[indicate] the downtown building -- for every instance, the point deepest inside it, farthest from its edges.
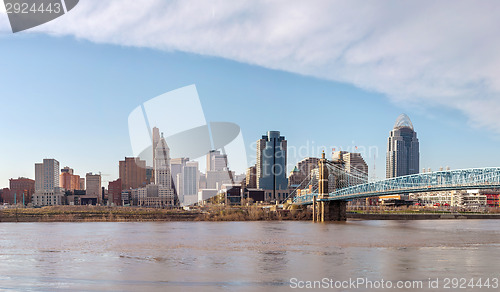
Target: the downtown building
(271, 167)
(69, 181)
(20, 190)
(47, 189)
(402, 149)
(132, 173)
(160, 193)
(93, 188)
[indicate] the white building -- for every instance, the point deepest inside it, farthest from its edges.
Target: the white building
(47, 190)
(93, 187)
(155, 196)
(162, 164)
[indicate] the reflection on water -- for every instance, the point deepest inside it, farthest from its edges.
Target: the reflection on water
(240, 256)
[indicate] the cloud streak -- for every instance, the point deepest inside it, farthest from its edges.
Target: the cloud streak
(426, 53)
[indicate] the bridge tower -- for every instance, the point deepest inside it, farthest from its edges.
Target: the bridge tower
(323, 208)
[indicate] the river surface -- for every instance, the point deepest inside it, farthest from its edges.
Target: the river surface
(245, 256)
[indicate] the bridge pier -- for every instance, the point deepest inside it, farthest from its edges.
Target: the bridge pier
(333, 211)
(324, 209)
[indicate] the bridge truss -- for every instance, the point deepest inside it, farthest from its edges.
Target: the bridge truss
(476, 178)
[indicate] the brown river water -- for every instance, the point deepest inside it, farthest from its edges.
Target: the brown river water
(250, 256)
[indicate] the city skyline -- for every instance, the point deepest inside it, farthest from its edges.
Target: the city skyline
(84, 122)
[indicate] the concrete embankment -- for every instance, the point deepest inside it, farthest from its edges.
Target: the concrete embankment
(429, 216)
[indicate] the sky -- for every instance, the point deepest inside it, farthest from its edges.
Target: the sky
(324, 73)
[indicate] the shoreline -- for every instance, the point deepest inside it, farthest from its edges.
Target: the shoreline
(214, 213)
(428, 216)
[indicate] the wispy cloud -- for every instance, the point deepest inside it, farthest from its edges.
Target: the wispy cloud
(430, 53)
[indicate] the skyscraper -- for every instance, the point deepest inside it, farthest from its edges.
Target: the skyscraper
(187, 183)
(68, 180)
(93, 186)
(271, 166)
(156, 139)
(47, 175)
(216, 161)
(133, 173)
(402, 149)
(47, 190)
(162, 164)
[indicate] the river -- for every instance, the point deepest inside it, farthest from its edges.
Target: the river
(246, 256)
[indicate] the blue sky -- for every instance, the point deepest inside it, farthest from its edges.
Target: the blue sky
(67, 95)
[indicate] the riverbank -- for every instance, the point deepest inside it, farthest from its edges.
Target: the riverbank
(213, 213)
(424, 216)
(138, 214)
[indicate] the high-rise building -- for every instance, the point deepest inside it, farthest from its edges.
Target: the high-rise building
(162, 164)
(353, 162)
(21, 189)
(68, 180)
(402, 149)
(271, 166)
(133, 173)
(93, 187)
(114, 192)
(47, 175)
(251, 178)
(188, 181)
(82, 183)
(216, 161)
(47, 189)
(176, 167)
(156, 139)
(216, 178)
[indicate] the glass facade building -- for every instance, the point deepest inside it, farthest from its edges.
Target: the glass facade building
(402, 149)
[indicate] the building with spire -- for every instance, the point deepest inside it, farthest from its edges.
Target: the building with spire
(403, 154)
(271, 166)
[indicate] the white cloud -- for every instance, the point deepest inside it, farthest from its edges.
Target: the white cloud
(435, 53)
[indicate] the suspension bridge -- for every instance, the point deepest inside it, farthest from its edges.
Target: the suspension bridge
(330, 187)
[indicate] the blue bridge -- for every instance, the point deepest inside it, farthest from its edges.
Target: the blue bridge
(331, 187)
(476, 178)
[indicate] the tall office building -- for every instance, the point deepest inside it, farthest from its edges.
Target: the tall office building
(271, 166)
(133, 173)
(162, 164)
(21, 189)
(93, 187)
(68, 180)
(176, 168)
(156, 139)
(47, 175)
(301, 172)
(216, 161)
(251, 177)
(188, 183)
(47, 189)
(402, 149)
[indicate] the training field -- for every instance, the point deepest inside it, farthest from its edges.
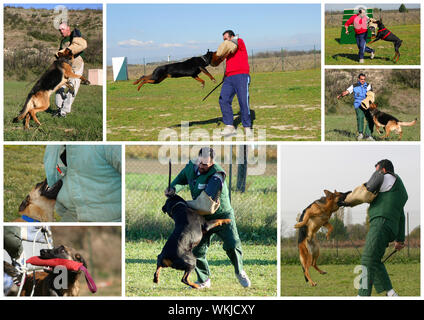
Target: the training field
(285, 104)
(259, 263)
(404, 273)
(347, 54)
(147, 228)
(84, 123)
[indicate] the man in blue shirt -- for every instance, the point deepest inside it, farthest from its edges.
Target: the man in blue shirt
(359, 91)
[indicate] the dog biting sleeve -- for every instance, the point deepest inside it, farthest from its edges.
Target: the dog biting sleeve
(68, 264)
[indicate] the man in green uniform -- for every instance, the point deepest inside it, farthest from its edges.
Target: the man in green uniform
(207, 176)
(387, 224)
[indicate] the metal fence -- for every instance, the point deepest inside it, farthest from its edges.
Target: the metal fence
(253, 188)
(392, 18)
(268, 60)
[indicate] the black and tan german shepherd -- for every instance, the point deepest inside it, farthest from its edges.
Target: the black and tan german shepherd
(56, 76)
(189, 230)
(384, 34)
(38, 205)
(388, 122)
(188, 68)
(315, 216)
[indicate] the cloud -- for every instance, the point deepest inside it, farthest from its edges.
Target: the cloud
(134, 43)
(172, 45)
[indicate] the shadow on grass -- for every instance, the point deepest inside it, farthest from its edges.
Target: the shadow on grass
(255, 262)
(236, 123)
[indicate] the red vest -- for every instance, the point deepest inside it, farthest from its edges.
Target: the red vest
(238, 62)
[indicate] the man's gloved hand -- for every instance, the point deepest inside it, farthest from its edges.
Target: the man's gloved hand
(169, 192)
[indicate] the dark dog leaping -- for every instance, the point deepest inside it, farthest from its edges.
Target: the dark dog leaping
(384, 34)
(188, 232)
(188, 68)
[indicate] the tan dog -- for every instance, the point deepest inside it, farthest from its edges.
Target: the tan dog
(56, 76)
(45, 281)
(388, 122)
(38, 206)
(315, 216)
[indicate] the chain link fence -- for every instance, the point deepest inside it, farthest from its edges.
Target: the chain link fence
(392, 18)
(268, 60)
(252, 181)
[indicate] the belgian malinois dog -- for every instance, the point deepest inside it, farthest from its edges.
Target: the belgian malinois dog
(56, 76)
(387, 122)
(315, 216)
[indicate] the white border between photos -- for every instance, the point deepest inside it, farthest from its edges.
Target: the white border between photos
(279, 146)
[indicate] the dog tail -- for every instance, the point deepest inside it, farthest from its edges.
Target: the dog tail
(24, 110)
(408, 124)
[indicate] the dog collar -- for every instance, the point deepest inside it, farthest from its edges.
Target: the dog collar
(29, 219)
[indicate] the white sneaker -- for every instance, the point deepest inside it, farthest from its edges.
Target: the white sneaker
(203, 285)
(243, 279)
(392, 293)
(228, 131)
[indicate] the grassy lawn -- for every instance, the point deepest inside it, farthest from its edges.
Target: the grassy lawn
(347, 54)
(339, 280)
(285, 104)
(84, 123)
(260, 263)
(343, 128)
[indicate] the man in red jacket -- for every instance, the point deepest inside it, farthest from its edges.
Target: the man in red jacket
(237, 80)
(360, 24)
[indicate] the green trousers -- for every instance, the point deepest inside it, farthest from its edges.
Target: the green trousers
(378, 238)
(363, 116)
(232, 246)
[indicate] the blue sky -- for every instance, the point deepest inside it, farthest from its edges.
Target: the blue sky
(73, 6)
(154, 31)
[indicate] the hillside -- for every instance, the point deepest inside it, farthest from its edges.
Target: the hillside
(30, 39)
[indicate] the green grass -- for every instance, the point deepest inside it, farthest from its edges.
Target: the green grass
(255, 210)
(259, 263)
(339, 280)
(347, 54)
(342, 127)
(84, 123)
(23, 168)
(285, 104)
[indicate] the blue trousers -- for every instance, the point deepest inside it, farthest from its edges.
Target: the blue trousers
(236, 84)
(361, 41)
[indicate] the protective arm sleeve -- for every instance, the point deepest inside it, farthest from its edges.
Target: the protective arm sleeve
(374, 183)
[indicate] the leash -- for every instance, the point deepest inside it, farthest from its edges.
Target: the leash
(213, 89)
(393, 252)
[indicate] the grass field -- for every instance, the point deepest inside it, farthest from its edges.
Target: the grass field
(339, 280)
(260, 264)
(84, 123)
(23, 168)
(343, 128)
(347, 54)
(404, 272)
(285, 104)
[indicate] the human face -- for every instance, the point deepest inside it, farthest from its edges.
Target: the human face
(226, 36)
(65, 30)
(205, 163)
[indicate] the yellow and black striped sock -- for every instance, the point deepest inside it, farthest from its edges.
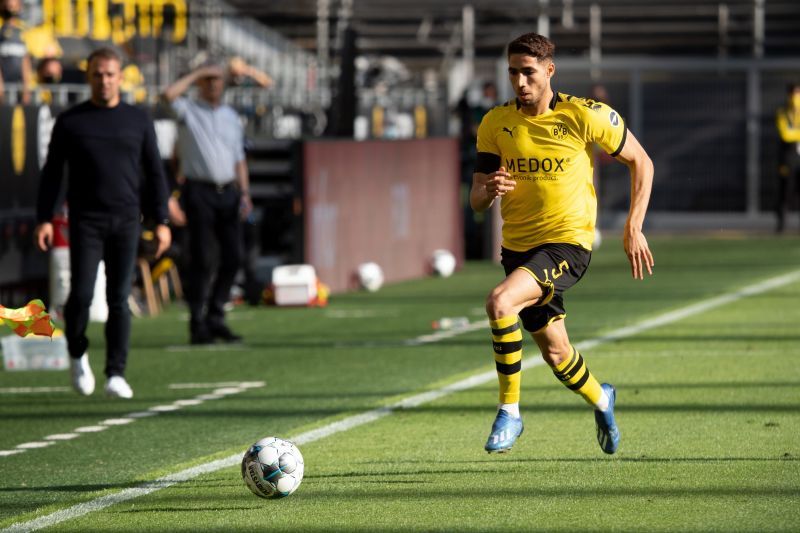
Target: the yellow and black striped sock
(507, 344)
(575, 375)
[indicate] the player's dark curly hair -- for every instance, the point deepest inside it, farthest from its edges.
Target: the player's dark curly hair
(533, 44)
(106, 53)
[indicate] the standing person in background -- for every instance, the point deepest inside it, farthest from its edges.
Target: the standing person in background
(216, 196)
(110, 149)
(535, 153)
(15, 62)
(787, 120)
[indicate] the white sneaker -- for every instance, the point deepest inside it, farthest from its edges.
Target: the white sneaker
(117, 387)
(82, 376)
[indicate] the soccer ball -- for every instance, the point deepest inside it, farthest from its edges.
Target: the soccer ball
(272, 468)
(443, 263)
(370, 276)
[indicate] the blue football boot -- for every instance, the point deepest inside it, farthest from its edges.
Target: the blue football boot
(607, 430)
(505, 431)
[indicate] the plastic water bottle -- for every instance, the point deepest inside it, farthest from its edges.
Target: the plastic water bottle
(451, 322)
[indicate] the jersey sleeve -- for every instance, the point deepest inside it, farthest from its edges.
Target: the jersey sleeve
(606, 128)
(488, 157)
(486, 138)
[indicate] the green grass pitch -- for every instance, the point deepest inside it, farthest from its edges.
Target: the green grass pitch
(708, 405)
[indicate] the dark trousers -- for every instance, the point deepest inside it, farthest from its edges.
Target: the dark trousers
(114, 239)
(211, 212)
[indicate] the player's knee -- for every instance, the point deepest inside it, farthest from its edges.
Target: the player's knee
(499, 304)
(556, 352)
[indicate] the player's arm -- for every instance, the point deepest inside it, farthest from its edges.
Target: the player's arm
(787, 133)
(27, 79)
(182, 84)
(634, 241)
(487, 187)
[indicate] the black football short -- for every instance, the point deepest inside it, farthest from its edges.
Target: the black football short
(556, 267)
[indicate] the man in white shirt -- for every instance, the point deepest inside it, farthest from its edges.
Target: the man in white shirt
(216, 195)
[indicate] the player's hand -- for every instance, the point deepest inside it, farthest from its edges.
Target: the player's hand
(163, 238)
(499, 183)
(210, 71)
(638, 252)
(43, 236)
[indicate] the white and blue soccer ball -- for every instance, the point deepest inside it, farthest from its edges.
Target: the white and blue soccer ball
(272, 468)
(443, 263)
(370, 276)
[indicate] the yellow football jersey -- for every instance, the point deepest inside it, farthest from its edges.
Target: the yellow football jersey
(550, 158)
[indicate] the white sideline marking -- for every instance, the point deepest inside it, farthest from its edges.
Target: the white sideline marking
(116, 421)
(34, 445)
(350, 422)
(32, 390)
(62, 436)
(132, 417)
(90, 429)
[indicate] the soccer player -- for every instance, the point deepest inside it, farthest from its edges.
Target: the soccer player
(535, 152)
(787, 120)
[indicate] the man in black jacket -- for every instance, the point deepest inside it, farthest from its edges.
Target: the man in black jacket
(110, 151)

---+---

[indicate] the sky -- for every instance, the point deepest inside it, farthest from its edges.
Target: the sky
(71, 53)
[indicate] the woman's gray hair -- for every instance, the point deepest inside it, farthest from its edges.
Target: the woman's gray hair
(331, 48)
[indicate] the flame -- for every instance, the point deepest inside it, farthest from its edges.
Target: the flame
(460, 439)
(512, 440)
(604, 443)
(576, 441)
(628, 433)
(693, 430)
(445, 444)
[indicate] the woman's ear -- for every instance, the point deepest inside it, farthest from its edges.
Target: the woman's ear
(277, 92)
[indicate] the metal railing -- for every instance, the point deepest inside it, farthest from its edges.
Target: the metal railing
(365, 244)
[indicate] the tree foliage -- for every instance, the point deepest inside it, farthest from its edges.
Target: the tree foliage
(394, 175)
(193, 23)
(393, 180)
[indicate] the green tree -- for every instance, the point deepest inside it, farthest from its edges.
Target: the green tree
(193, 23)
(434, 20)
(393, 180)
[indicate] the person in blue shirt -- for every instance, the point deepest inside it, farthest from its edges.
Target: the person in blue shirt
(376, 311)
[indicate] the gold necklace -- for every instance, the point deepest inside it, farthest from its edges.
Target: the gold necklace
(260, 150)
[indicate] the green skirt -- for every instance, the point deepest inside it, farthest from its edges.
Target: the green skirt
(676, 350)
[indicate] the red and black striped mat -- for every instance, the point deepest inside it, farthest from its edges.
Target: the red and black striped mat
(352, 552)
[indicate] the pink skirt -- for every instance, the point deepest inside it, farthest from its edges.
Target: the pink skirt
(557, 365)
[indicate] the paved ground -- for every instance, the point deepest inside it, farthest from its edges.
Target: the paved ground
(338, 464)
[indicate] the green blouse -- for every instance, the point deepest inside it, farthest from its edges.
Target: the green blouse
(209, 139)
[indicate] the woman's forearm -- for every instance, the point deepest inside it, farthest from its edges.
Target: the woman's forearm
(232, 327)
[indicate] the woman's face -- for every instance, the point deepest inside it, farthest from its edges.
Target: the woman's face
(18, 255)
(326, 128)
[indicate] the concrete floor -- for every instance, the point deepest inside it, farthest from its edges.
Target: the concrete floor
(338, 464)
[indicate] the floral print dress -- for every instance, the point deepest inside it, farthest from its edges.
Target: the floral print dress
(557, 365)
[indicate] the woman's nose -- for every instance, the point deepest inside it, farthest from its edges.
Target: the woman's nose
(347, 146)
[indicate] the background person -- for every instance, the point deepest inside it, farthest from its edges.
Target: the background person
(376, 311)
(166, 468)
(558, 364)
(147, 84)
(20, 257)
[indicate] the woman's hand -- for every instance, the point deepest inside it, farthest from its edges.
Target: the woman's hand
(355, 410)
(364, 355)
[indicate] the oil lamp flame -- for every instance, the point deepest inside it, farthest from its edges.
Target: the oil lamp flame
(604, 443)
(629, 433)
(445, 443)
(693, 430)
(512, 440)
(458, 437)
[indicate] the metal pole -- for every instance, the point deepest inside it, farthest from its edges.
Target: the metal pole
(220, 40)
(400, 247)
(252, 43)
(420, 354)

---+---

■ What to work on
Extract every row above that contains the string "knee", and treat case as significant.

■ Final answer
[indicate] the player's knee -- for every instance, the point deepest inside it, farthest from its edges.
Target: the player's knee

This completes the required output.